- Work instructions
Rewrite the data below with every "whereabouts" switched to "position", keeping everything else the same.

## BEGIN Entries provided

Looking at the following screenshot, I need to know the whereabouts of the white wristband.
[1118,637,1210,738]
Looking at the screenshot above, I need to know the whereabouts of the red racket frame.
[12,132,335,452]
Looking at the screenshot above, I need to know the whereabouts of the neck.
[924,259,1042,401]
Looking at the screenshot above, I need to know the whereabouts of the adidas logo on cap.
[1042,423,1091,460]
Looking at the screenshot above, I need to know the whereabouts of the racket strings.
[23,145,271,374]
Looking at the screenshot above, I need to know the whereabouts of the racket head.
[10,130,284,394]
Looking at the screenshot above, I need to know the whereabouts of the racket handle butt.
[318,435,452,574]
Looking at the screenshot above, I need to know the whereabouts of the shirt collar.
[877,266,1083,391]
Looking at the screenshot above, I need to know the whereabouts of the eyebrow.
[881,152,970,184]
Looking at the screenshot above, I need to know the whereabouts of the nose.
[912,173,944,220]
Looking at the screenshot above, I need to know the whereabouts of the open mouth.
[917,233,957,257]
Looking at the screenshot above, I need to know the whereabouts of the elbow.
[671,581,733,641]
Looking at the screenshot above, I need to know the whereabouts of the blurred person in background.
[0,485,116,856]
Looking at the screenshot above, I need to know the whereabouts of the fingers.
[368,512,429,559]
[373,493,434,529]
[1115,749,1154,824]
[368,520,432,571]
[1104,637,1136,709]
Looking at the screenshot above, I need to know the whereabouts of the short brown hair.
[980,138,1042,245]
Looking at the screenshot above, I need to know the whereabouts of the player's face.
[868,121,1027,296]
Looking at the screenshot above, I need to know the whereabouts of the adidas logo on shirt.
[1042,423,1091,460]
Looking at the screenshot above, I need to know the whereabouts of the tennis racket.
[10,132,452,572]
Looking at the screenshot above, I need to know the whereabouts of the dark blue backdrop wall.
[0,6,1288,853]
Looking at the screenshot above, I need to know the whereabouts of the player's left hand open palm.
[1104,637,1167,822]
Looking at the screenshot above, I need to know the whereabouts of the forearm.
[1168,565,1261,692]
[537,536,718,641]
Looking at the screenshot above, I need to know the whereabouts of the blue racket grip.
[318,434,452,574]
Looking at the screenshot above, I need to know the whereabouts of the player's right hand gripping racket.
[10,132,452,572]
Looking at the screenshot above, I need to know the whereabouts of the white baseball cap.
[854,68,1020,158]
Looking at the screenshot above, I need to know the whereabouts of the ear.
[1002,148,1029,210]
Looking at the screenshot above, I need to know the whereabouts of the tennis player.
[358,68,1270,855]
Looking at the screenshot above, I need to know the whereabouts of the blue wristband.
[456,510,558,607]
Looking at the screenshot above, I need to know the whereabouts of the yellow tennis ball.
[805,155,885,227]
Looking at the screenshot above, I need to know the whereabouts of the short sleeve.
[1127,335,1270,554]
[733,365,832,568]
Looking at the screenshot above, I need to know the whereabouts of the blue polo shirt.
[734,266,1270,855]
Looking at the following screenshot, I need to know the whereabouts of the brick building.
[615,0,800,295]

## END Entries provided

- Result of this exercise
Looking at the following screenshot, I need to know the position of the white wristband.
[1118,637,1210,738]
Looking at the screenshot above, I need to know the position of the red racket frame.
[12,132,335,452]
Looking at the screenshot above, I need to know the position of the neck.
[924,259,1042,401]
Looking at the screenshot above, I need to know the position of the adidas logo on cap.
[1042,423,1091,460]
Looking at the screenshot above, I need to know the position of the racket strings.
[23,145,271,374]
Looking at the screenshot above, I need to know the position of the racket head.
[10,130,284,394]
Looking at the screenshot above, I need to know the position of the racket handle butt.
[318,435,452,574]
Looking at the screenshot above, I need to know the position of the shirt collar.
[877,266,1083,391]
Looking at the screenshot above, I need to know the position of the eyebrow.
[881,152,970,184]
Looking at the screenshot above, I need to know the position of the nose.
[912,173,944,220]
Looking at the screenshot above, I need to know the position of the open mouth.
[917,233,957,257]
Looking at the screenshot above, I need to know the position of the elbow.
[671,581,733,641]
Looking at the screenshot above, I need to know the position of the blurred person in background.
[0,485,116,856]
Looking at the screenshot above, I need to know the position of the fingers.
[368,512,429,559]
[373,493,434,529]
[1115,749,1154,824]
[368,520,432,571]
[1104,637,1136,709]
Looking at the screenshot above, I need to know the position of the short brown hair.
[980,138,1042,245]
Looking at the screenshot above, I need to know the position of the player's face.
[868,121,1027,296]
Looking at the screenshot above, I need to know the position of the adidas logo on shirt.
[1042,423,1091,460]
Looking at the screenshot above, I need to know the position of the tennis racket.
[10,132,452,572]
Looking at the screenshot above, I need to know the position of the dark blue backdrop wall.
[0,6,1288,853]
Looking at the screenshot above, I need to know the position of the player's left hand open palm.
[1104,637,1167,822]
Looking at the screenshot above, I need to know the position of the forearm.
[1168,565,1261,692]
[537,536,718,641]
Looking at the screenshot above, I need to know the position of the blue racket grip.
[318,434,452,574]
Looking at the screenshot above, I need to know the position of the player's right hand gripping racket.
[10,132,452,572]
Looking at the screenshot above, I need to know the position of the white baseball cap.
[854,68,1020,158]
Looking at the screenshot above, I need to know the position of the ear.
[1002,148,1029,210]
Looking at the screenshot above, I need to know the position of the tennis player.
[358,68,1270,855]
Looking at the screenshot above, I need to know the position of the blue wristband.
[456,510,558,607]
Looking at the screenshot above, I need to know the position of the yellow tennis ball.
[805,155,885,227]
Looking at the screenshot above, I need to know the position of the short sleeve.
[1127,335,1270,554]
[733,365,832,568]
Looking at the screenshot above, I need to know the position of the blue polo shirt.
[734,266,1270,855]
Looking at the following screenshot, I need to know the position of the brick building.
[615,0,800,295]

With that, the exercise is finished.